** Passage **
GDC 2025: Activision on launching Call Of Duty: Mobile – “copy what works”

 

Call of Duty: Mobile took inspiration from Crossfire, PUBG and Free Fire and added UA spend, influencer marketing and robust live ops to achieve its monster 2019 launch.

That’s according to Activision’s mobile VP Matt Lewis, who talked through the game’s genesis and launch today at GDC.

Lewis started out by referencing the first few attempts to bring Call of Duty to mobile – first, a premium game, and later, a F2P builder-battler, Call of Duty: Heroes – which Lewis said “largely copied” the Machine Zone-made 4X games that were popular in that period.

There was also a prototype COD FPS spun up internally at King which never saw the light of day, but contained “some of the most inventive stuff I’ve ever seen”, according to Lewis.

** Exercise data **
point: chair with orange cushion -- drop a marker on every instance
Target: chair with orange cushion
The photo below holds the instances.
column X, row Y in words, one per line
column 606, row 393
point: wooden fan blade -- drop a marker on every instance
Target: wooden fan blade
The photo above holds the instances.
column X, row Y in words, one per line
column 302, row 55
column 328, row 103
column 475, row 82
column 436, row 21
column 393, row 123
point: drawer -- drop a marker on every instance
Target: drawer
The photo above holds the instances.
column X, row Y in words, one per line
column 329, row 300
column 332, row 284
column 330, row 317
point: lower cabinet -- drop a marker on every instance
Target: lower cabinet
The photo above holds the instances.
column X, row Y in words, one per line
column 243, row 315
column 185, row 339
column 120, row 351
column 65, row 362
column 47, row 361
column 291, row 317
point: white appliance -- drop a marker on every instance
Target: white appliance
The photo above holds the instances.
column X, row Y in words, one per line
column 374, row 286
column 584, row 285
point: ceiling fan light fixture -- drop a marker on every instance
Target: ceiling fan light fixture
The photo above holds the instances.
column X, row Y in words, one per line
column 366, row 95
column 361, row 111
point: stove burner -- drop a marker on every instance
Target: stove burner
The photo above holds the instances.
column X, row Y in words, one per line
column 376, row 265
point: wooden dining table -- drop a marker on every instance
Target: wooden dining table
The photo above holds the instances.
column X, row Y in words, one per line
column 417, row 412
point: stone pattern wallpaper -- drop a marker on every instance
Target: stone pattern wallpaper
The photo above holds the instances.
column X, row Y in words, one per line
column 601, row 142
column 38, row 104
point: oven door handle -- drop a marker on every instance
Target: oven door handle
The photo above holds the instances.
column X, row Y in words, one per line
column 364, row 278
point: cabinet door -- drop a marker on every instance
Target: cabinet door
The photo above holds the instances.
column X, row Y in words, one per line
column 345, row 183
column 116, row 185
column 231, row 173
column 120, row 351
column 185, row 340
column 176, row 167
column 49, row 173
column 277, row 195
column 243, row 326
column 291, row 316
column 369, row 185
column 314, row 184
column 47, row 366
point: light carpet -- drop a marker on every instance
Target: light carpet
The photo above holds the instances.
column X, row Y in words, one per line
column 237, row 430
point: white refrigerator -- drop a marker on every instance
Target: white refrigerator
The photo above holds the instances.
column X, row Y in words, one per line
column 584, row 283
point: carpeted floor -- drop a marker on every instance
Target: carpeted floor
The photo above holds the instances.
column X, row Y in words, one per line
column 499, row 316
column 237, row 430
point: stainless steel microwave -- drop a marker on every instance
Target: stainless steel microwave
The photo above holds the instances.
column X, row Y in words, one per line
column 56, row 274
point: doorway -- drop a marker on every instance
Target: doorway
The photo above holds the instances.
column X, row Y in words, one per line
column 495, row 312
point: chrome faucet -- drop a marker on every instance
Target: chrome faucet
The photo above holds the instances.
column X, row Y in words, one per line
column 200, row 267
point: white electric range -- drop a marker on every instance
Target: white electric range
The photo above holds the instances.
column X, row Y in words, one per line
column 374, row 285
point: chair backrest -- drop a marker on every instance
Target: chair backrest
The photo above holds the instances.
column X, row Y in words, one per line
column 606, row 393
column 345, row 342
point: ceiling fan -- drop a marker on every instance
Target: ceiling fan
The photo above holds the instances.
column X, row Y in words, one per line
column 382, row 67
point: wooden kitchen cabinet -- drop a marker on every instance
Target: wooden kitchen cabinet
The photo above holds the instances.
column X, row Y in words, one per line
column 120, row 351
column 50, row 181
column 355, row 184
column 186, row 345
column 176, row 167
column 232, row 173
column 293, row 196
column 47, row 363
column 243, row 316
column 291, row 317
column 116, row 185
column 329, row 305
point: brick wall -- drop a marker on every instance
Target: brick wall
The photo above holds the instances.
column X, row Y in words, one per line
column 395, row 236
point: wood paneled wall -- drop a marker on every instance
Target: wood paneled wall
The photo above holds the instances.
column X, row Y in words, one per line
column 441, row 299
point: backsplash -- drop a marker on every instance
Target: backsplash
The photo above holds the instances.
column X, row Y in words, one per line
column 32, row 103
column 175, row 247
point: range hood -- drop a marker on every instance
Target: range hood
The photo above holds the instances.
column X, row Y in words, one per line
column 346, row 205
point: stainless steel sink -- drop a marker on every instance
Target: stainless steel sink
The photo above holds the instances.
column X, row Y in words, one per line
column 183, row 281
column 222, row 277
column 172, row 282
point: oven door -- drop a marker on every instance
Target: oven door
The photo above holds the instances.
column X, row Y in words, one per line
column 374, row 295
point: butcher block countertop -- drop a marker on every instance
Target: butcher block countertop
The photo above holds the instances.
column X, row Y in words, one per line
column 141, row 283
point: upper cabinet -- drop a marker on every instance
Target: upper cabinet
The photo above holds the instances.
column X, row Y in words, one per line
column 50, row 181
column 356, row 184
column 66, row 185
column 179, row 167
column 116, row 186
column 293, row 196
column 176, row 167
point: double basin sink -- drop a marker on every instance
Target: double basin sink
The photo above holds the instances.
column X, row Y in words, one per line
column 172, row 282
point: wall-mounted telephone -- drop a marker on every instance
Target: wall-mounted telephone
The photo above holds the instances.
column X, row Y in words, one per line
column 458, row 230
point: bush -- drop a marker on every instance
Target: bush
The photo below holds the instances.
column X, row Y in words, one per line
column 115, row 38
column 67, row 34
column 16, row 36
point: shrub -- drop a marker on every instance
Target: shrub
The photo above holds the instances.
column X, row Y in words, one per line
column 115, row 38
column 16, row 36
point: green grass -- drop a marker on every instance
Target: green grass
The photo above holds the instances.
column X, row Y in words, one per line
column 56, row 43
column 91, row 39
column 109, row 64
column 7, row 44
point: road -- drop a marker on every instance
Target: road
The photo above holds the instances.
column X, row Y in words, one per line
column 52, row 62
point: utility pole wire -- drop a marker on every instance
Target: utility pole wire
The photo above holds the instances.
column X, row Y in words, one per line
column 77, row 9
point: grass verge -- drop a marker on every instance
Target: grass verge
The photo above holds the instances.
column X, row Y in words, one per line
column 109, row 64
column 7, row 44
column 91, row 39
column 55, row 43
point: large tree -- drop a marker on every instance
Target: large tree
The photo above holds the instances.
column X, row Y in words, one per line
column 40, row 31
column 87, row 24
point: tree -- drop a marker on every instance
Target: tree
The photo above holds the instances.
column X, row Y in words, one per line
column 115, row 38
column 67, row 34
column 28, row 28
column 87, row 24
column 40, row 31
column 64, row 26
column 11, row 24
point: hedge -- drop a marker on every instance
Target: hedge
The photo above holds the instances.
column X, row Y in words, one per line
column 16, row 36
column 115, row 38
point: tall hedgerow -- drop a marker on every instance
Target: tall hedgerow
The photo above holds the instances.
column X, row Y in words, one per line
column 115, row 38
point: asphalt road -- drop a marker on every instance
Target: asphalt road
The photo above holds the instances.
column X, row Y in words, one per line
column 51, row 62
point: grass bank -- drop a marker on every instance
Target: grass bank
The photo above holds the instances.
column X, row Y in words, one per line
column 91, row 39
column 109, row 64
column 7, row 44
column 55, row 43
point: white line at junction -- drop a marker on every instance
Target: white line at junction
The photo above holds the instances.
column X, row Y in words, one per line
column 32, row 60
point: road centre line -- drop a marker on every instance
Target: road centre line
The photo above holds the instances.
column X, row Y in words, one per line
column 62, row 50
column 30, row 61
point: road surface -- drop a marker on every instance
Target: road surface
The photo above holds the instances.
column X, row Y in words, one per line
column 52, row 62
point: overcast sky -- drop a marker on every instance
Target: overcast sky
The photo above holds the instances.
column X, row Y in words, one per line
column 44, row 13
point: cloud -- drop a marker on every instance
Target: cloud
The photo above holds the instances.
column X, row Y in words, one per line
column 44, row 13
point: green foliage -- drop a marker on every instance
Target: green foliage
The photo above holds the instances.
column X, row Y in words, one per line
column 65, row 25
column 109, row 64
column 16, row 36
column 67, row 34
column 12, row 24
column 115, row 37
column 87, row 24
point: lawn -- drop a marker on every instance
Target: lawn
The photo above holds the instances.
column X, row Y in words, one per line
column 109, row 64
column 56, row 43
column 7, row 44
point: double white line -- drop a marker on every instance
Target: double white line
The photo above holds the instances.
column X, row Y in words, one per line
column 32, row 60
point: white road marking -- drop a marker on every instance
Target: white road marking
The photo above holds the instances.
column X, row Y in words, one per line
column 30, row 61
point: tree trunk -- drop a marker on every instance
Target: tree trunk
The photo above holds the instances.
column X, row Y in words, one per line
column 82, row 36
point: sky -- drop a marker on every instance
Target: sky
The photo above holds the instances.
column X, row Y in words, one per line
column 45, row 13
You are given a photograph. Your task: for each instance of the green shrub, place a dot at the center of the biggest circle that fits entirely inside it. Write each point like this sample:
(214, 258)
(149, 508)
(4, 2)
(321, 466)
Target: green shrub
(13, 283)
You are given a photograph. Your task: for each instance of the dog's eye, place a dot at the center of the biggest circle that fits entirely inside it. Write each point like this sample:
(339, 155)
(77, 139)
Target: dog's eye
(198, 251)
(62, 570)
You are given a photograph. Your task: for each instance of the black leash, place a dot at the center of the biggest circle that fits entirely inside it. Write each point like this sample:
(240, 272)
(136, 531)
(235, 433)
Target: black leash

** Task prompt **
Write the next part of the article about the GDC 2025 talk on launching Call of Duty: Mobile, continuing from its last sentence.

** Exercise answer **
The game that became COD: Mobile started in earnest in 2017, said Lewis, who noted that the dominant mobile shooters PUBG Mobile and Free Fire hadn’t launched back then, so “there was no market precedence for a Western-oriented mobile shooter”.

From April 2024: ‘How does Warzone Mobile’s launch compare to Call of Duty: Mobile’s 2019 debut?’

But having seen the success of Crossfire Mobile in the east, Activision decided it wanted to work with its developer, Tencent-owned Timi, to make COD: Mobile.

The first iteration of the game was a “synchronous 5v5 COD shooter”, said Lewis, which also had an asynchronous mode, because “at the time we had no idea if Western players were actually going to want to use twin stick controls…there were other shooter games on the market, but none of them had achieved scale.”

“It felt like players weren’t ready for that in this market, so we wanted to de-risk that by having something that felt like you could still progress and still be playing COD, but not need to be really good at the touch controls.”

But then with the launch of PUBG Mobile and Free Fire, Activision saw that the market could support a game closer to the core COD experience. “We thought about it as the moment-to-moment and core loop should be 80% similar to what you’re familiar with, and 20% mobile-optimised,” said Lewis.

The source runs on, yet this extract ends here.